## PAGE EXTRACT:
Pick up the Award-Winning Wayward Children series by Seanan McGuire for FREE this week -- a book each day! Come check out my review overview of the series!
Hey bookworms!
"You're nobody's doorway but your own, and the only one who gets to tell you how your story ends is you."
~EVERY HEART A DOORWAY
This month, I blew through Seanan Maguire's Wayward Children series. Before this year, I had heard of them, and the author was already one I wanted to read someday, but it wasn't directly on my radar. This past January, the first book in the series, EVERY HEART A DOORWAY, was on sale as an e-book. I downloaded and read the free sample and realized I was going to be obsessed with the series and would need to own a physical copies to add to my "fairy tale-inspired" shelf. It has taken me all the way until now to have time read the books, but I blew through all four in a week and am already excited for more books.
The Wayward Children books don't necessarily have to be read in order, since each features a different protagonist, but I highly recommend at least reading EVERY HEART A DOORWAY first because it sets the world and reality and introduces the characters of Eleanor West's Home for Wayward Children. Think about Dorothy when she returns from Oz, Alice when she comes back from Wonderland, the Pevensie siblings, who returned to Narnia on multiple occasions. Think about kids who go to amazing worlds and have incredible adventures. What happens when they return home? What happens when nobody believes them? Are they crazy? What if our world is no longer enough, but they can't return where they belong?
Eleanor West was herself a wayward child with adventures of her own. Her Door is closed to her now, but her adventures forever changed her. She has opened a school for children like herself. She tells parents that she will save their children. When the children come, however, they find a safe haven. They may never forget. They know they're not crazy. Among others who believe them, maybe they have a chance to move on and learn how to acclimate to the world they were born into. Very few every find their way back to the world they discovered again, but they all hope to.

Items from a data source
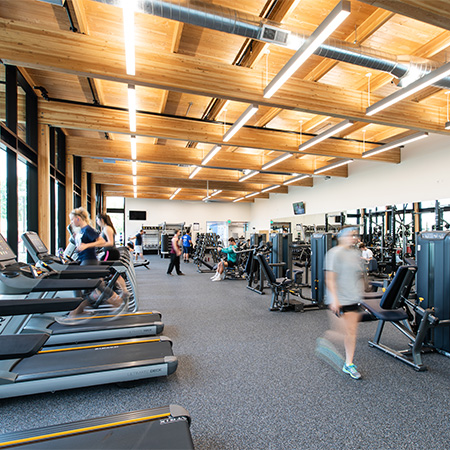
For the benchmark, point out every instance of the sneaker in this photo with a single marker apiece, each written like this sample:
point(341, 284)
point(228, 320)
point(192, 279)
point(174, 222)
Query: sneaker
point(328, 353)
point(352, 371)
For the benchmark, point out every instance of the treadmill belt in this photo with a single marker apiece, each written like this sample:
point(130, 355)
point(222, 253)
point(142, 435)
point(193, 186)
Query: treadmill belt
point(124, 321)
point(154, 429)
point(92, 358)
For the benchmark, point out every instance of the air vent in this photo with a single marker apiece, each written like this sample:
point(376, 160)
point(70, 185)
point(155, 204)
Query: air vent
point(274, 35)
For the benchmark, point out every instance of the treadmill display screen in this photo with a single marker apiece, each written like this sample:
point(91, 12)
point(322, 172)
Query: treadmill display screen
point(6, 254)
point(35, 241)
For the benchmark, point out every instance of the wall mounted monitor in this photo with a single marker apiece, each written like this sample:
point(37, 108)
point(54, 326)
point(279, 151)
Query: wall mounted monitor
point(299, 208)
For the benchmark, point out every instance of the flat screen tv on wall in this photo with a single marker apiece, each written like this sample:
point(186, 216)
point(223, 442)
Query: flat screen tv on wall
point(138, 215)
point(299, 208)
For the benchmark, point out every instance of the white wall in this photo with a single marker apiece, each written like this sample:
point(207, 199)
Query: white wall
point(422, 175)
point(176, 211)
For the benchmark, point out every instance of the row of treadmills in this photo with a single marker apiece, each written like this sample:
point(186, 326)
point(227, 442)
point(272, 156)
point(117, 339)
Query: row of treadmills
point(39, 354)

## GIVEN EXERCISE:
According to the book review, which book in the Wayward Children series should at least be read first?

## OUTPUT BELOW:
EVERY HEART A DOORWAY